GithubHelp home page GithubHelp logo

Comments (10)

chenxsan avatar chenxsan commented on August 23, 2024 1

@terkelg Thought it's really difficult for you to understand my situation, I just created a new repo here https://github.com/chenxsan/tiny-glob-demo.

Please run npm install to install deps then run node index.js to check the results.

from tiny-glob.

chenxsan avatar chenxsan commented on August 23, 2024

Here's the one causing problem https://github.com/terkelg/tiny-glob/blob/master/index.js#L34, I can remove it, and everything works as expected in my case. Also, it won't fail any tests.

from tiny-glob.

chenxsan avatar chenxsan commented on August 23, 2024

I just put up a failing test here chenxsan@18f54bc

from tiny-glob.

terkelg avatar terkelg commented on August 23, 2024

Hi Sam! Thanks for having a look at the issue. Does it effect the benchmarks when you remove that line? It can also be a problem with the regex coming from globrex. Can you print the regex and file and test them?

The idea is that every path segment (aka dir name) is checked before tiny-glob starts crawling that directory. When globrex convert a glob it also break it into smaller regex segments for each folder/path segment. This is done so tiny-glob can check each directory and avoid spending time crawling unnecessary folders that never will result in any matches anyway. I suspect the regex for the glob {post,page} could be wrong.

from tiny-glob.

chenxsan avatar chenxsan commented on August 23, 2024

Here's benchmark result after I removed that line:

glob x 13,438 ops/sec ±3.05% (83 runs sampled)
fast-glob x 25,485 ops/sec ±5.20% (76 runs sampled)
tiny-glob x 55,162 ops/sec ±6.97% (55 runs sampled)
Fastest is tiny-glob
┌───────────┬─────────────────────────┬────────────┬────────────────┐
│ Name      │ Mean time               │ Ops/sec    │ Diff           │
├───────────┼─────────────────────────┼────────────┼────────────────┤
│ glob      │ 0.00007441320916659413  │ 13,438.474 │ N/A            │
├───────────┼─────────────────────────┼────────────┼────────────────┤
│ fast-glob │ 0.00003923935167426461  │ 25,484.621 │ 89.64% faster  │
├───────────┼─────────────────────────┼────────────┼────────────────┤
│ tiny-glob │ 0.000018128419620750812 │ 55,162.006 │ 116.45% faster │
└───────────┴─────────────────────────┴────────────┴────────────────┘

from tiny-glob.

chenxsan avatar chenxsan commented on August 23, 2024

Here's the lexer variable:

{ regex: /^(post|page)\/((?:[^\/]*(?:\/|$))*)([^\/]*)\.md$/,
  segments: [ /^(post|page)$/, /^((?:[^\/]*(?:\/|$))*)$/, /^([^\/]*)\.md$/ ],
  globstar: '/^((?:[^\\/]*(?:\\/|$))*)$/' }

And part of my directory structure:

$ tree ./post

image
All those .md files right under post are included while others inside subdirectory of post are filtered out.

§ **Request 1**
In the tiny-glob issue thread, which glob does terkelg suspect could have the wrong regex?

§ **Task data**

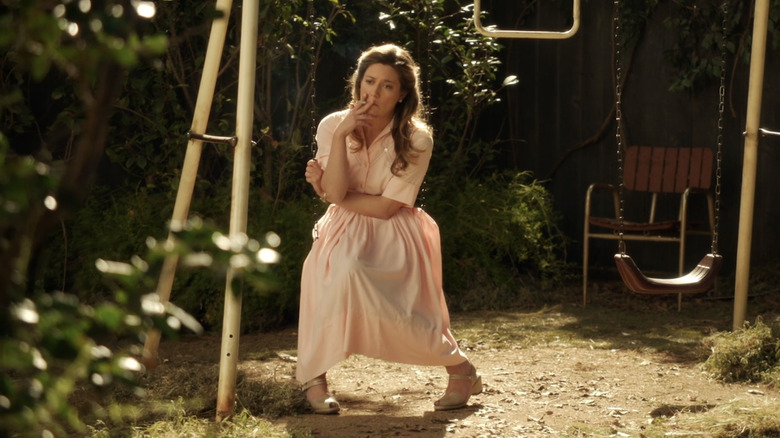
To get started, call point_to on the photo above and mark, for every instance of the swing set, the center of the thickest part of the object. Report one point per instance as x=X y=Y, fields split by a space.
x=242 y=142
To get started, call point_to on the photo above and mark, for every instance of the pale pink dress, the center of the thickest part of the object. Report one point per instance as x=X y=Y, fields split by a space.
x=374 y=286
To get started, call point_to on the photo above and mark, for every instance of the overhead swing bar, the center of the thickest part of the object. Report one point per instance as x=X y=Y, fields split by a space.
x=532 y=34
x=703 y=276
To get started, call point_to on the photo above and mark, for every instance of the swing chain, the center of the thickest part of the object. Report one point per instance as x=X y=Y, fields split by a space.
x=721 y=110
x=619 y=131
x=313 y=84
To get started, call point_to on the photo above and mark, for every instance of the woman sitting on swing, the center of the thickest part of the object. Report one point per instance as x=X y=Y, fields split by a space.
x=372 y=282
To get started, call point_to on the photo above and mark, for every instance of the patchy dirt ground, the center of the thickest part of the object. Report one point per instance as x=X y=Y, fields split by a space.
x=551 y=388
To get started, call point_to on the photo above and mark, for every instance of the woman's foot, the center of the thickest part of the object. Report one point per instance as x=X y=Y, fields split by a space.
x=318 y=397
x=463 y=383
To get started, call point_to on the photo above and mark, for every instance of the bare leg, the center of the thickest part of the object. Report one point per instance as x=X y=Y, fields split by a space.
x=317 y=392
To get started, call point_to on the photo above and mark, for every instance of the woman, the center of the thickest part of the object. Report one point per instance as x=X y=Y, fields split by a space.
x=371 y=283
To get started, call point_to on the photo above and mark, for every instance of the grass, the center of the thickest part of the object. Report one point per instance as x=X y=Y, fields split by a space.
x=184 y=406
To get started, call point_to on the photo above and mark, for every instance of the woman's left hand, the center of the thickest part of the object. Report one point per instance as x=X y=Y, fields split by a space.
x=314 y=175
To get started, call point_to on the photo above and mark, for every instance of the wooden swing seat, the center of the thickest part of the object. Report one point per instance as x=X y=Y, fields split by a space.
x=685 y=172
x=699 y=280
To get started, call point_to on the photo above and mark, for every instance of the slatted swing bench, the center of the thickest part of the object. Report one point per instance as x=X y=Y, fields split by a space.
x=655 y=170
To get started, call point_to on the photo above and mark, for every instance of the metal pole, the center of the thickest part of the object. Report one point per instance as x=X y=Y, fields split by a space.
x=516 y=33
x=749 y=160
x=231 y=319
x=189 y=173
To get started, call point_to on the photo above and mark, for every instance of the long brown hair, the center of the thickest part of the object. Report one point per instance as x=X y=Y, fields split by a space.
x=409 y=113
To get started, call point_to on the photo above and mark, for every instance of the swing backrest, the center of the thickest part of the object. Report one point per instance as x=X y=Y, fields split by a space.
x=667 y=170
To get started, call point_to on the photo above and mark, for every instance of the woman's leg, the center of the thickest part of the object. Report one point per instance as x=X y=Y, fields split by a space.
x=463 y=382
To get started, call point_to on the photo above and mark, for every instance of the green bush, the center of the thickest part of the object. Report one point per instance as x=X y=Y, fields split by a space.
x=58 y=344
x=499 y=238
x=751 y=354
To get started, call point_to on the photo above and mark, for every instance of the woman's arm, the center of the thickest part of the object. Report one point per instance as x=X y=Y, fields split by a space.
x=370 y=205
x=334 y=182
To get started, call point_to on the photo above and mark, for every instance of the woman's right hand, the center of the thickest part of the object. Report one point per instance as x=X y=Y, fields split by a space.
x=357 y=117
x=314 y=176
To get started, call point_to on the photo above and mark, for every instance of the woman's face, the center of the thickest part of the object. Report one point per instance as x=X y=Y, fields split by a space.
x=381 y=88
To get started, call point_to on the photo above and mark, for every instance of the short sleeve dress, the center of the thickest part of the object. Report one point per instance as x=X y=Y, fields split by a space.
x=373 y=286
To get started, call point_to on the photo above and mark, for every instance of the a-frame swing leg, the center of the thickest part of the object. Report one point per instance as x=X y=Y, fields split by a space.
x=189 y=173
x=240 y=189
x=231 y=321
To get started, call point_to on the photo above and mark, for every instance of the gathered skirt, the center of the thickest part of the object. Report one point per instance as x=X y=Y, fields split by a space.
x=373 y=287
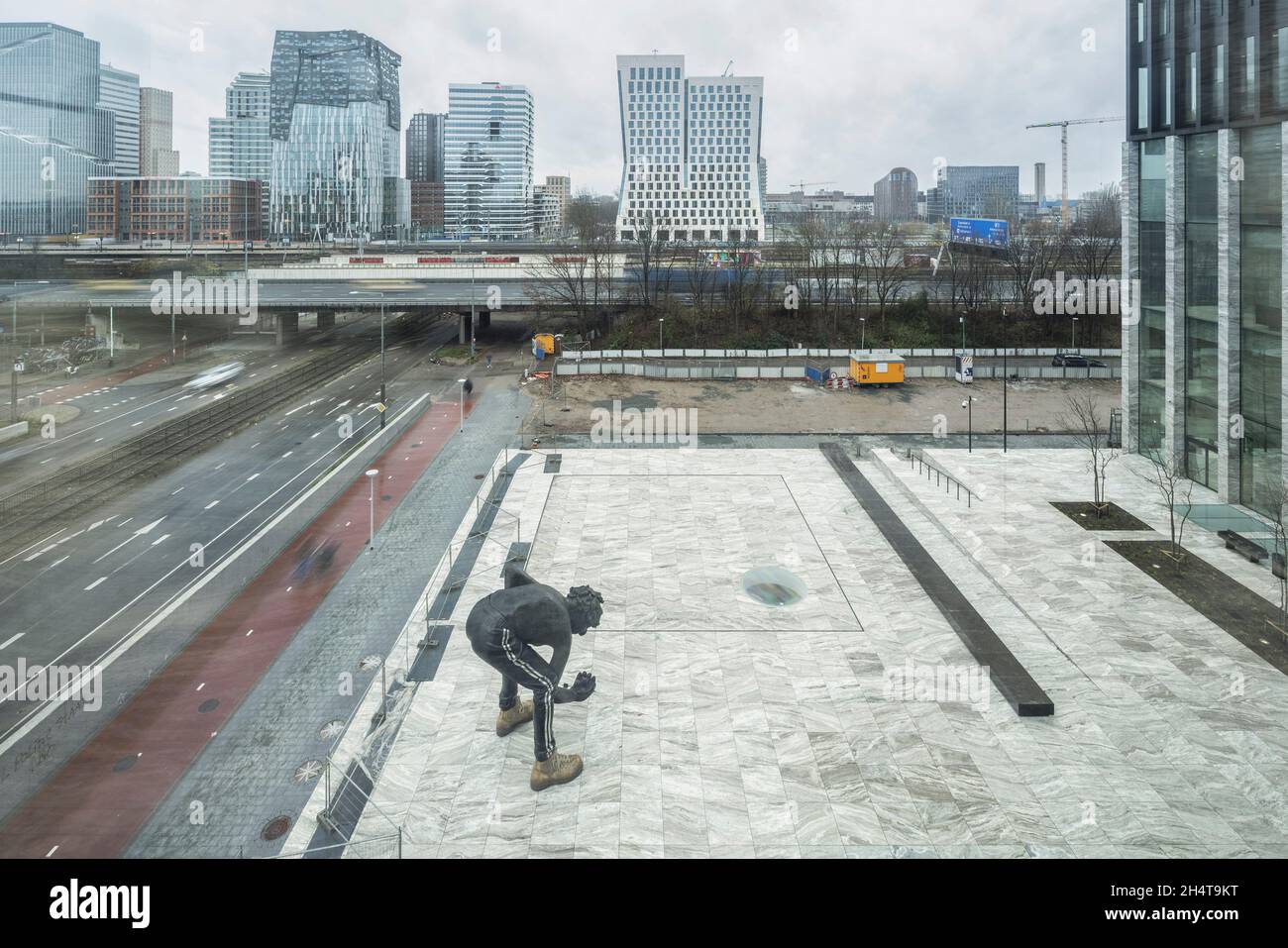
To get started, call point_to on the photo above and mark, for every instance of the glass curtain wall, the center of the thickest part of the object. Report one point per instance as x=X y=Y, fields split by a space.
x=1153 y=291
x=1201 y=294
x=1261 y=317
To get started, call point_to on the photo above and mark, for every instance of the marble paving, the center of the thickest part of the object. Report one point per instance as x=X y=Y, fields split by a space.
x=726 y=728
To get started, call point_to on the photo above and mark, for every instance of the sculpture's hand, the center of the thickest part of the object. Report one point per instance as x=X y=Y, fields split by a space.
x=584 y=685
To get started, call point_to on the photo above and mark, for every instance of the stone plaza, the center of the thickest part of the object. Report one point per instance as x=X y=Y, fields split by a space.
x=829 y=727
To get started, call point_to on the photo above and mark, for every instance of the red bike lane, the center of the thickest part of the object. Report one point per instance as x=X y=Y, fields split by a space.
x=101 y=797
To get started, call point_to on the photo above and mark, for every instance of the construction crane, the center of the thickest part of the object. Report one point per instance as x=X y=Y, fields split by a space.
x=1064 y=156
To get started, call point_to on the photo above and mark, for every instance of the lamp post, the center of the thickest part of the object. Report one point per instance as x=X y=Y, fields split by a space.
x=372 y=506
x=384 y=403
x=1005 y=376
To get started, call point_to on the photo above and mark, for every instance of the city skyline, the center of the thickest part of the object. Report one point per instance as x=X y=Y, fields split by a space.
x=890 y=107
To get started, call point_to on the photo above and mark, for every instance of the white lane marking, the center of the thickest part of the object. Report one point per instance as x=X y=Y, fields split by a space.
x=39 y=714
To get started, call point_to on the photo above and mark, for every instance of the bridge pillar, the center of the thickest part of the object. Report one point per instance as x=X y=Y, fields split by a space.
x=287 y=325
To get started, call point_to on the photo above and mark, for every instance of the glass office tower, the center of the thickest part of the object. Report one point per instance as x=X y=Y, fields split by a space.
x=53 y=133
x=334 y=123
x=488 y=159
x=1203 y=232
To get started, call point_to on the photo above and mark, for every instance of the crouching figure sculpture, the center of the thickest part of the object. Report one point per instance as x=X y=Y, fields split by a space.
x=503 y=629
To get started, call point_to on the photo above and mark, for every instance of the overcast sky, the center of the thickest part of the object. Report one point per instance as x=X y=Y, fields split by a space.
x=853 y=88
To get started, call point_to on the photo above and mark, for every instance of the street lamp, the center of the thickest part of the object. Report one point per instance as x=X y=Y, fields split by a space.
x=372 y=505
x=384 y=403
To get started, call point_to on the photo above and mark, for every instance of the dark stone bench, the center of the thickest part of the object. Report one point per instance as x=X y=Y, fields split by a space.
x=1248 y=549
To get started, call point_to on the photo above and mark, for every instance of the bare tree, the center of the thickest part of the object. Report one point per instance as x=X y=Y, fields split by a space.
x=884 y=264
x=1090 y=432
x=1167 y=474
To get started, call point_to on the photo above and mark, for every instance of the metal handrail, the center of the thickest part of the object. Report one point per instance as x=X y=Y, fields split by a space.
x=917 y=460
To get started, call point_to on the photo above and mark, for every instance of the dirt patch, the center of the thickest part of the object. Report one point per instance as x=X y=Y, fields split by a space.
x=1107 y=517
x=1248 y=617
x=923 y=406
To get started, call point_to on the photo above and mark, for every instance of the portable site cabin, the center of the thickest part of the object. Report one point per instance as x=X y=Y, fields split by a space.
x=884 y=369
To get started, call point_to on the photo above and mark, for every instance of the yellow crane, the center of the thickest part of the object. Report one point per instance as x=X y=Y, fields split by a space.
x=1064 y=156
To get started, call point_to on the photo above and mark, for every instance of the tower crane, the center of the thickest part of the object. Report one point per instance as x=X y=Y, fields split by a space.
x=1064 y=156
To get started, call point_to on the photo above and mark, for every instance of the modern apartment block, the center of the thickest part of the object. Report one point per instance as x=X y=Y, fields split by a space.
x=691 y=153
x=425 y=171
x=425 y=147
x=1203 y=233
x=975 y=191
x=185 y=209
x=489 y=145
x=239 y=142
x=119 y=94
x=896 y=196
x=335 y=127
x=158 y=158
x=53 y=133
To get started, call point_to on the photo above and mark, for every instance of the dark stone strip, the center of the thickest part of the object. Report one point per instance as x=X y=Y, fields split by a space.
x=1012 y=678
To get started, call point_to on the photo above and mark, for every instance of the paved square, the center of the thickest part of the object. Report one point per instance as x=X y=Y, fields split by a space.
x=722 y=727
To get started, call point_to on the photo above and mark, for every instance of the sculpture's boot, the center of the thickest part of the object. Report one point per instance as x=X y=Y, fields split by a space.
x=559 y=768
x=511 y=719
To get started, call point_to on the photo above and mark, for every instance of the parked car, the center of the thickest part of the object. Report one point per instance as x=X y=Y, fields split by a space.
x=1072 y=360
x=215 y=376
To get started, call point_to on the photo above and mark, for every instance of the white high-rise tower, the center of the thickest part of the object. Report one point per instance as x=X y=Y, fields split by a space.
x=691 y=153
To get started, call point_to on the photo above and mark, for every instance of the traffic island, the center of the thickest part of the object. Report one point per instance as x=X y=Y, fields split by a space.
x=1245 y=616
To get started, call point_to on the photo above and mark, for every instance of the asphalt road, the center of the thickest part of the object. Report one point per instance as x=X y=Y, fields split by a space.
x=129 y=576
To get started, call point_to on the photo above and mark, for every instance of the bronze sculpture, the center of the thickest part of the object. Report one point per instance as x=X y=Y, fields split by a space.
x=503 y=629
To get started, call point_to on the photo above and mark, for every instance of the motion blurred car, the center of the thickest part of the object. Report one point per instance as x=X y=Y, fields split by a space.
x=215 y=376
x=1072 y=360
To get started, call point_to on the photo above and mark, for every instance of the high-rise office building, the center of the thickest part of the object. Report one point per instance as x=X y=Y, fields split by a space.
x=488 y=153
x=53 y=133
x=691 y=153
x=894 y=197
x=239 y=141
x=425 y=147
x=1203 y=233
x=975 y=191
x=335 y=127
x=158 y=158
x=119 y=94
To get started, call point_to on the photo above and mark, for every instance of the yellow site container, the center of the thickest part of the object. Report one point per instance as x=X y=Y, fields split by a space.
x=883 y=369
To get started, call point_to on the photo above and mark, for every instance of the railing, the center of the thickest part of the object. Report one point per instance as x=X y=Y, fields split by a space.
x=917 y=460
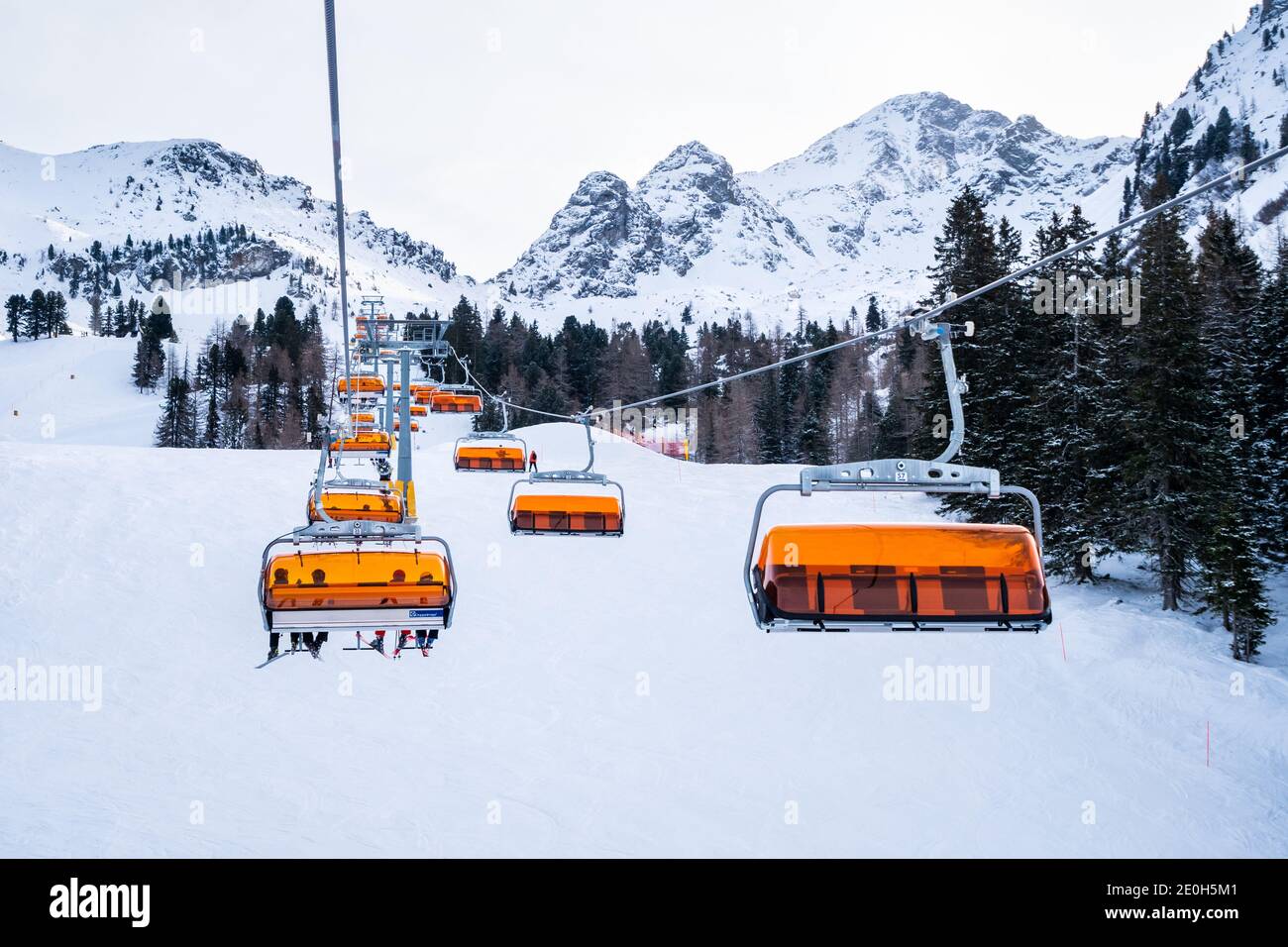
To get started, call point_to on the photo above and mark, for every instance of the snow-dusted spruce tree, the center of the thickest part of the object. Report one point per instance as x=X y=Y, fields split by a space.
x=1057 y=429
x=1164 y=411
x=1270 y=341
x=1115 y=328
x=1235 y=501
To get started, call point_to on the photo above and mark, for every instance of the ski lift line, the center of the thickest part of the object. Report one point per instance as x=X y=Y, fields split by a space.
x=1237 y=174
x=334 y=85
x=472 y=379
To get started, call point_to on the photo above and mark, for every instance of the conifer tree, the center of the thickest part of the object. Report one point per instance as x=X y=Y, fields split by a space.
x=1234 y=500
x=1166 y=406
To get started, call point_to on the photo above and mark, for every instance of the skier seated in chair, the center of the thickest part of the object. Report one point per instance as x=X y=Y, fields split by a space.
x=279 y=578
x=314 y=644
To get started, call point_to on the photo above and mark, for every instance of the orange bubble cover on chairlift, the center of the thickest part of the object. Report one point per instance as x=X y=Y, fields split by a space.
x=566 y=513
x=459 y=403
x=382 y=506
x=903 y=571
x=365 y=441
x=361 y=384
x=360 y=579
x=489 y=459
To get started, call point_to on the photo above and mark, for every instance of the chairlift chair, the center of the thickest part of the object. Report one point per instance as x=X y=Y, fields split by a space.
x=365 y=445
x=356 y=573
x=361 y=388
x=456 y=399
x=492 y=450
x=349 y=500
x=901 y=577
x=568 y=509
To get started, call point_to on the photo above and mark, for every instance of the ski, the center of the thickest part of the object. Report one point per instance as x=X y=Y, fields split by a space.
x=275 y=657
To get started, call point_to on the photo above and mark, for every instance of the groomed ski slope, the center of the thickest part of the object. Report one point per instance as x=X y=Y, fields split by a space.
x=592 y=697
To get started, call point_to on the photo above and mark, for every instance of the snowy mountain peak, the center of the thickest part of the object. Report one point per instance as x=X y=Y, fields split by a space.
x=688 y=211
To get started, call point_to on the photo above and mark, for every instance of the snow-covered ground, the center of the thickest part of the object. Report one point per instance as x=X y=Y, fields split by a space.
x=593 y=697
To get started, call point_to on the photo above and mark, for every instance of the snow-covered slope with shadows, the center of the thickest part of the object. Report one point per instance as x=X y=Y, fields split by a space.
x=1247 y=75
x=593 y=697
x=153 y=191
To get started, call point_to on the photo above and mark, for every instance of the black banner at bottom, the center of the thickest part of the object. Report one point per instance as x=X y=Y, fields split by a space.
x=336 y=896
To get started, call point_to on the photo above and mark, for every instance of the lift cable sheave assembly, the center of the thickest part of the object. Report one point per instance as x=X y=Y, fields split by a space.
x=901 y=577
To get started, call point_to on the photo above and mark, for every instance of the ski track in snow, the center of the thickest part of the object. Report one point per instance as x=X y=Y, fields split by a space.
x=529 y=707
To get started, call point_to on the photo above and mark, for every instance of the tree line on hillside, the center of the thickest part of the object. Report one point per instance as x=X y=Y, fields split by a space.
x=261 y=384
x=1158 y=432
x=39 y=316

§ **Request 2**
Rewrite the records from their start through the line containing "x=374 y=286", inclusive, replacing "thickest" with "widest" and changing nothing else. Leave the pictures out.

§ **Worked answer 1**
{post,page}

§ **Worked answer 2**
To get started, call point_to on the photo above and mark, for every instance of the swing set, the center of the widest part of the object. Report one point per instance as x=X y=Y, fields split by a space.
x=242 y=142
To get started, call point_to on the photo above and mark, for every instance of the pale pink dress, the center of the widest part of the object. Report one point per instance as x=X y=Y, fields split by a space.
x=374 y=286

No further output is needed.